§ TEXT:
Did del Toro and Hogan sit down and think, "Hmmm, what two currently popular themes could I combine into one blockbuster novel that would easily translate into a blockbuster movie?"
Their answer: obsessive step-by-step crime forensics (à la "C.S.I." and "Law and Order") and vampires.
Del Toro is better known in the film-making world. (I guess that's why established author Chuck Hogan is riding along on this book.) He was involved in one of the "Blade" movies, the "Hellboy" franchise, and the fantastical "Pan's Labyrinth." Chuck Hogan wrote one of my favorite books of 2004, The Prince of Thieves. So they both know how to tell a good story. And del Toro certainly understands weird.
What they have produced, against all odds, is a well-written page-turner of a book about a parasitic disease which turns people into vampires AND which incorporates the vampire lore as well. Double-bam. And they are planning two more books in the series. Double-bam times three.
(Why are trilogies so popular? Is there some sort of innate attraction that odd-numbered groupings have for us humans? Garden plantings are in threes and fives, three strikes and you're out, three-dog night, lucky seven, and "Etc., etc., etc.," as the King of Siam would say.)
Dr. Eph Goodweather is a CDC investigator, a father involved in a custody battle, and a reluctant warrior. He has the requisite beautiful CDC assistant and 11-year-old son. His "van Helsing" is Abraham Setrakian, a Holocaust survivor and, more importantly, a survivor of a duel with the head honcho vampire (called "The Master," naturally). Much later they are joined by a rat catcher. Because it is also a Chuck Hogan novel, there is a young street-smart punk who is inexplicably -- until a later novel in the trilogy, no doubt -- called upon to join the vampire battle.
This first book assembles the cast for battle, brings the foe out into the light, so to speak, and gives the reader a taste of war.

[Dataset excerpts]
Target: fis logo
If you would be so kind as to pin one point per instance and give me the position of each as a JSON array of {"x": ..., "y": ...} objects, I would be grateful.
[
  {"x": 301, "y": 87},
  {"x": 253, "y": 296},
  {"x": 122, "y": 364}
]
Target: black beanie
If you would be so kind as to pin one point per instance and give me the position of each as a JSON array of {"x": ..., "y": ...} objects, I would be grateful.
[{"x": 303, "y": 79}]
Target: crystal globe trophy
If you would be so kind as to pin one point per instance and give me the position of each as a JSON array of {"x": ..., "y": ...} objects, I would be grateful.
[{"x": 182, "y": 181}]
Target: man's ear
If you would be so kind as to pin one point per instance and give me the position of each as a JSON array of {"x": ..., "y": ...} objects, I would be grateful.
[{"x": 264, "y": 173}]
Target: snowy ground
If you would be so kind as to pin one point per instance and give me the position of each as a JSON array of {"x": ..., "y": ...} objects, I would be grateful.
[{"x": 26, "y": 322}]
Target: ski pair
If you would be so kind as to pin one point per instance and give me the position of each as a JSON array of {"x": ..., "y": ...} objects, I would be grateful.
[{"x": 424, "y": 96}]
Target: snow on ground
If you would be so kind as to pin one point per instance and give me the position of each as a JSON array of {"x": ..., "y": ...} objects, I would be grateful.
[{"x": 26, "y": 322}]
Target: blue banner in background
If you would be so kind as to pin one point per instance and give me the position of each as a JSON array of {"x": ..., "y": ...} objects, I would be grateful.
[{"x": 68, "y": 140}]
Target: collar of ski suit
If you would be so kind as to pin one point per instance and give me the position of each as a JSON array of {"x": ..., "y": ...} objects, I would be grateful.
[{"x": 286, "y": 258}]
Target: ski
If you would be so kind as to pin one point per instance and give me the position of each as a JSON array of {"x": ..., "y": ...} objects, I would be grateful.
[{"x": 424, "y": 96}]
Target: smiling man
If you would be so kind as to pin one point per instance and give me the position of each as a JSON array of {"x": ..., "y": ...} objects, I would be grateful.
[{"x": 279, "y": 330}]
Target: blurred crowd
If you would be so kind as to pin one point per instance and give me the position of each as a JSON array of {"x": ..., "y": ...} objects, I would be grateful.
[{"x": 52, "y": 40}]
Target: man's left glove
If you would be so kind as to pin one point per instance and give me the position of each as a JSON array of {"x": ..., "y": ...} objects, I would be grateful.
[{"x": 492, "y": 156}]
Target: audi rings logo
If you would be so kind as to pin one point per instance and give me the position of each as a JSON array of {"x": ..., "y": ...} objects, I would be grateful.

§ EXERCISE REQUIREMENTS:
1. Quote the part of the review that opens with the words containing "Dr. Eph Goodweather" and closes with "the vampire battle.".
2. In the review, which Chuck Hogan book does the reviewer call one of their favorites of 2004?

§ ANSWERS BY TASK:
1.
Dr. Eph Goodweather is a CDC investigator, a father involved in a custody battle, and a reluctant warrior. He has the requisite beautiful CDC assistant and 11-year-old son. His "van Helsing" is Abraham Setrakian, a Holocaust survivor and, more importantly, a survivor of a duel with the head honcho vampire (called "The Master," naturally). Much later they are joined by a rat catcher. Because it is also a Chuck Hogan novel, there is a young street-smart punk who is inexplicably -- until a later novel in the trilogy, no doubt -- called upon to join the vampire battle.

2. The Prince of Thieves